--- Begin Document extract ---
Distin’s first fence, now a national monument, is still standing taught and strong, tethered to the original sneezewood fencing poles at the foot of the table-shaped mountain.
Progressive farmer
You can’t miss Tafelberg should you find yourself travelling on the road between Middelberg and Cradock. This was the setting for the tale of a remarkable man of energy and enterprise, alternately described as “a most progressive farmer” and “rather eccentric with vivid blue eyes, a red face and a temper to match”.
“He was not the first or the last owner of Tafelberg Hall, which dates back well over two centuries, but he was certainly the most interesting,” the current owner of Tafelberg Hall, William Asher explains as he leads the way down the cavernous passage of the old Herbert Baker mansion where he and his 25-year-old son, Gareth live. Tafelberg Hall has been in their family since 1947 when William’s father, Allan Asher, bought the farm two years before William was born.
The passage leads to a vast room with a polished sprung floor that once was a ballroom. At the far end is a dining table. It’s a bachelors’ den now, not that a lady or two doesn’t visit on occasion.
To the contrary, the Ashers have hosted a ball here for the local church, harking back to many years before when Distin’s wife, Selina, renowned for her love of all things beautiful, had transformed her Karoo home into an oasis of sociability and grace. “There were many balls then,” William says.
On the dining table he has laid out the history of Tafelberg Hall, told through cuttings from the Middelberg Echo, once a thriving newspaper with an editorial office in town, and through books that tell the stories of the great Karoo farms.
All speak of the grandeur of Tafelberg Hall, with its mill, granary, shearing house, carriage house, blacksmith’s shop and extensive labourers’ cottages. Extending for 20 000ha, it was a showpiece of modern farming methods at the time, headed by a man who believed in buying in the best breeding stock, from his extensive ostrich flock to his sheep.
Distin also cleverly created a system of dams dug sufficiently deep to prevent rapid evaporation, which maximised the flow of water throughout the farmstead.
Accounts from the day describe how it was hard to believe Tafelberg Hall was in the heart of the Karoo, as it resembled a villa in Cape Town’s leafy Rondebosch. It had terraced gardens with roses, vineyards and hundreds of fruit and nuts trees – quinces, pomegranates, loquats and almonds. Today the grand gardens are no more – the labour and upkeep would be far too intensive.
--- End Document extract ---
▶ **Request 1**
According to the article on Tafelberg Hall, in what year did Allan Asher buy the farm?
▶ **Request 2**
Count the lines of the listing that contain the string "green", treating uppercase and lowercase as different, and give only the number.
The listing below the article is unrelated to Tafelberg Hall.
--- Begin Data supplied ---
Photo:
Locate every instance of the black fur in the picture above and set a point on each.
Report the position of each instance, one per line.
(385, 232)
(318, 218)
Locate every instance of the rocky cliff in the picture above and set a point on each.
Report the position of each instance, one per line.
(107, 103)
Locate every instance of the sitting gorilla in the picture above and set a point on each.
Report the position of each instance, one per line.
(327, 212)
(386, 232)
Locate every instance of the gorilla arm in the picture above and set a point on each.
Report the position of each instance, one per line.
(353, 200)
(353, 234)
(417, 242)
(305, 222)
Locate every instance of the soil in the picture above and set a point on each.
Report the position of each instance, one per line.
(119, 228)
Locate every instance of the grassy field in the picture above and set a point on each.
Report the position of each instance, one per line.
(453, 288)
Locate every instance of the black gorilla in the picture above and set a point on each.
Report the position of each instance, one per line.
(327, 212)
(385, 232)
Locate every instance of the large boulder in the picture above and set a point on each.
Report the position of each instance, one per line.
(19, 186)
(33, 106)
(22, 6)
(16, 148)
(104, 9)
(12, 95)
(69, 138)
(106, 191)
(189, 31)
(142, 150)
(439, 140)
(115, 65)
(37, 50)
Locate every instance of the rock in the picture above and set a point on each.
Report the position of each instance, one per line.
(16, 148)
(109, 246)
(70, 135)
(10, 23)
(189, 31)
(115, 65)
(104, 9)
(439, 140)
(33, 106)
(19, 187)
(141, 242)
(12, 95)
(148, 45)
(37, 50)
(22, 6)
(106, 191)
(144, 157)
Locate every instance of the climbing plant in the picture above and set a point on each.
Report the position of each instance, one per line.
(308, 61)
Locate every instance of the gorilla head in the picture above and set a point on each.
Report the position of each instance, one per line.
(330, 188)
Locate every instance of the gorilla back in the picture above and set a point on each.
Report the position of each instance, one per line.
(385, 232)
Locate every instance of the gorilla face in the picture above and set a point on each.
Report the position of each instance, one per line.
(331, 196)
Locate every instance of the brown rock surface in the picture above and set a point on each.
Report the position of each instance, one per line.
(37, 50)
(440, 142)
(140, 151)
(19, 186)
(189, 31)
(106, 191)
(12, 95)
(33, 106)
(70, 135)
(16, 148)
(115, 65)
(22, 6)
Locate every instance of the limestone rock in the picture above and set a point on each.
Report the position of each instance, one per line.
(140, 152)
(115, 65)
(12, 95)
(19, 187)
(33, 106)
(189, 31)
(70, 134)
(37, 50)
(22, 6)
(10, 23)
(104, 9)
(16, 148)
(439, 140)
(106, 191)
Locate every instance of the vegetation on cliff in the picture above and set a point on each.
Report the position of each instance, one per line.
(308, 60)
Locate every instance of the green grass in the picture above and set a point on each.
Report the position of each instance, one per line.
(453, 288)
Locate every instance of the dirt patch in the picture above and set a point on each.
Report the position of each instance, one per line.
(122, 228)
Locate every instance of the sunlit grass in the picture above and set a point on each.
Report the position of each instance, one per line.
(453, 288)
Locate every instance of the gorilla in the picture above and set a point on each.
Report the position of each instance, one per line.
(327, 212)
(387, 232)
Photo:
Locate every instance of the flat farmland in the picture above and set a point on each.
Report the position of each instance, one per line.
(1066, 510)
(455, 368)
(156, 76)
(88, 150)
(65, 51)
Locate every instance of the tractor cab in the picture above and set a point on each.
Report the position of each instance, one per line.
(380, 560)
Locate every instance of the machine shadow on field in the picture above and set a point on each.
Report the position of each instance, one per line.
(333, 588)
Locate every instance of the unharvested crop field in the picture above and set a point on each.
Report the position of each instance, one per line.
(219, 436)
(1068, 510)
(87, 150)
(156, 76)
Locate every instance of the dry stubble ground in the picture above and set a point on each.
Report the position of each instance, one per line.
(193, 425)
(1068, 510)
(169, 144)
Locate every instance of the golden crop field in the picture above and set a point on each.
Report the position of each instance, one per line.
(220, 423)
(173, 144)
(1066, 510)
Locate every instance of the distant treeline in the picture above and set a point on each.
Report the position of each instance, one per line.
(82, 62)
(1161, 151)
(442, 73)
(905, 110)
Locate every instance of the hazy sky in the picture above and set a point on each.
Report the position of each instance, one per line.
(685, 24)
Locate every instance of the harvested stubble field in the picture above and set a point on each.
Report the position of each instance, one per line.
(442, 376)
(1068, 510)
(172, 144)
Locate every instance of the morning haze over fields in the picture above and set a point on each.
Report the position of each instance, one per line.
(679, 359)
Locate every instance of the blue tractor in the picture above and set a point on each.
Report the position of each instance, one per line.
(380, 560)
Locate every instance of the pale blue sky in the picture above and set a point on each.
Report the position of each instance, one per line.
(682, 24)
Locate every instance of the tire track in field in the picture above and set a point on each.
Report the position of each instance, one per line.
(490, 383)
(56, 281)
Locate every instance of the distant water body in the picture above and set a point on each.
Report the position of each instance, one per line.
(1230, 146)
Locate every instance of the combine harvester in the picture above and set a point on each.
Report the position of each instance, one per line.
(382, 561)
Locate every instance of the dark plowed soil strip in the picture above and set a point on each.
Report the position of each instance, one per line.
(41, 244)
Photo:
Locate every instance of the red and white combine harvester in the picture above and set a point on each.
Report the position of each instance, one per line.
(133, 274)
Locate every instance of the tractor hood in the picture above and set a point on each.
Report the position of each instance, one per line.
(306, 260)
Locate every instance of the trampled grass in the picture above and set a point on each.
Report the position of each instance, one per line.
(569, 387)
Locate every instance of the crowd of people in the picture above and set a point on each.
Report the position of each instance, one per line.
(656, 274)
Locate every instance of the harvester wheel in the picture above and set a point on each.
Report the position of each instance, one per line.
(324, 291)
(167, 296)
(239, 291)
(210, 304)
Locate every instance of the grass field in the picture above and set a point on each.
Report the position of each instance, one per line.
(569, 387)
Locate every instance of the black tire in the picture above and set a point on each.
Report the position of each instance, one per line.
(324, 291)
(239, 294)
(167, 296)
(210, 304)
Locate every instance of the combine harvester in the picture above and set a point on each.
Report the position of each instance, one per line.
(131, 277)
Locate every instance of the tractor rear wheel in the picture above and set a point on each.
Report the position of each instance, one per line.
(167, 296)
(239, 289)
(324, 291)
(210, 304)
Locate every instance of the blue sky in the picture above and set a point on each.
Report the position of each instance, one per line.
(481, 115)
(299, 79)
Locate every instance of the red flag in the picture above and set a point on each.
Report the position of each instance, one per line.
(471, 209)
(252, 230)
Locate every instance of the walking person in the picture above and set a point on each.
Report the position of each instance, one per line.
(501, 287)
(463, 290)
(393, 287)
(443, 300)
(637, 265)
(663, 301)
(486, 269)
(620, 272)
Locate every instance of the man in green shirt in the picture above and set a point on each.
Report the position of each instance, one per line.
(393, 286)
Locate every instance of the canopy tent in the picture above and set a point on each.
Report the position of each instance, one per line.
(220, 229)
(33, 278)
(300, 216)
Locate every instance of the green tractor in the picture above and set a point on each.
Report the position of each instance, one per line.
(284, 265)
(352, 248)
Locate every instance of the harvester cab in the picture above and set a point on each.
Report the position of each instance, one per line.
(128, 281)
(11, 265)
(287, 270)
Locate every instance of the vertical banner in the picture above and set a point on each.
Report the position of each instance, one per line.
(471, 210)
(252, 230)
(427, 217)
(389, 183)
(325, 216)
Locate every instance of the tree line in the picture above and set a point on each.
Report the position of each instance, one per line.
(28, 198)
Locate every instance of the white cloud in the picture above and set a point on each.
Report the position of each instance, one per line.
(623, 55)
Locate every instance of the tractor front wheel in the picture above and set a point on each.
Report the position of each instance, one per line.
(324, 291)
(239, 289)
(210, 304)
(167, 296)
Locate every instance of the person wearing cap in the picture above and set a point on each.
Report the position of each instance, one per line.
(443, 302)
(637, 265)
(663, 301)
--- End Data supplied ---
▶ **Correct answer 1**
1947

▶ **Correct answer 2**
3